PROBLEM REQUIREMENTS:
Can you give every line of the records below as a JSON list of strings, with one string per line and blank lines left out?

## BEGIN

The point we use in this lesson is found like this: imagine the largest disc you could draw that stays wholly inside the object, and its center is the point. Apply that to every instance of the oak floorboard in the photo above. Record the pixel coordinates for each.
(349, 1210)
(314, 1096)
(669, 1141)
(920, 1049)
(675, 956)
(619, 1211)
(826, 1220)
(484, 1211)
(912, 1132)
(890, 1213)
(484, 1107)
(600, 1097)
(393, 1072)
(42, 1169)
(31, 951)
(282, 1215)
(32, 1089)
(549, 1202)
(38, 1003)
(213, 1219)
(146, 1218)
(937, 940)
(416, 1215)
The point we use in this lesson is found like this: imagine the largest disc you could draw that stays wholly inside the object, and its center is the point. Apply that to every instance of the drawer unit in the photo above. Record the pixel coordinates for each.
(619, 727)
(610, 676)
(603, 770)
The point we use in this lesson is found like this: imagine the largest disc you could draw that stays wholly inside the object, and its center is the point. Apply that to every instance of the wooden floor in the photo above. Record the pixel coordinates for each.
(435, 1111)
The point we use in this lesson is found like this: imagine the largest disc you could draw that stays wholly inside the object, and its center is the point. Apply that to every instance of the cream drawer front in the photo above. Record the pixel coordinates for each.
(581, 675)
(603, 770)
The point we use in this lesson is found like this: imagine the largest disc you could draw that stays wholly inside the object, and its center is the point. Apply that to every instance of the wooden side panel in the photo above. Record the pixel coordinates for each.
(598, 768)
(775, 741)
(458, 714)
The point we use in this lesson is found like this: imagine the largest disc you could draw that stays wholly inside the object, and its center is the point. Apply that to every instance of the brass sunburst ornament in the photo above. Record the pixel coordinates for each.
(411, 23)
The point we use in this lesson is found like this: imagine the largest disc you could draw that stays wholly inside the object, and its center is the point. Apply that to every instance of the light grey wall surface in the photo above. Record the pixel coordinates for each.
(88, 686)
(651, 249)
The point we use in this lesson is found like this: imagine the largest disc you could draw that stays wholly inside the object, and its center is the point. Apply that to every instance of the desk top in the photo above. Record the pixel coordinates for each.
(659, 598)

## END

CORRECT RESPONSE:
[
  "The point we use in this lesson is found like this: imagine the largest disc you could draw that stays wholly inside the object, and its center is the point. Apply that to every instance of the oak floorboard in the photo above. Record the pixel coordinates for each.",
  "(349, 1210)",
  "(314, 1096)",
  "(669, 1141)",
  "(920, 1049)",
  "(675, 956)",
  "(619, 1211)",
  "(826, 1220)",
  "(484, 1211)",
  "(912, 1132)",
  "(890, 1213)",
  "(484, 1107)",
  "(600, 1097)",
  "(393, 1072)",
  "(42, 1169)",
  "(31, 951)",
  "(282, 1215)",
  "(32, 1089)",
  "(549, 1202)",
  "(38, 1003)",
  "(213, 1219)",
  "(146, 1218)",
  "(937, 940)",
  "(416, 1215)",
  "The point we use in this lesson is found like this: imagine the largest disc you could draw that stays wholly inside the object, and its center is the point. Apply that to every instance of the drawer unit in the photo above. Record the pixel coordinates for each.",
  "(619, 727)",
  "(610, 676)",
  "(603, 770)",
  "The point we use in this lesson is found like this: imagine the largest disc you could draw that stays wholly inside the object, and its center is the point. Apply that to every instance of the wooden floor in the photo above. Record the pixel coordinates for each.",
  "(435, 1111)",
  "The point we use in this lesson is found like this: imagine the largest disc you could draw that stays wholly inside the object, and its center is the point. Apply that to every instance of the cream drawer front in the photo above. Record the pixel coordinates for each.",
  "(581, 675)",
  "(603, 770)",
  "The point we use in this lesson is found like this: imagine the largest disc you could draw that stays wholly inside the object, and its center is the point. Apply that to every instance of the wooden side panel in the photo above. Record the pixel coordinates for each.",
  "(598, 768)",
  "(775, 741)",
  "(458, 714)",
  "The point we use in this lesson is found like this: imagine the largest disc you could draw that stays wholly inside the object, and its center is the point. Apply that to every instance of the brass sunburst ornament in the photo above. Record the pixel coordinates for each.",
  "(411, 23)",
  "The point we use in this lesson is found like this: imagine the largest disc you could draw that stays wholly inside the object, and its center is the point. Apply that to every instance of the light grey wall surface in the photo above. Record the pixel coordinates for each.",
  "(88, 686)",
  "(651, 249)",
  "The point we use in this lesson is found like this: imagine the largest disc you could draw that stays wholly inside the object, and its center is the point. Apply that to every instance of the desk top in the photo above. Record the pixel coordinates for each.",
  "(659, 598)"
]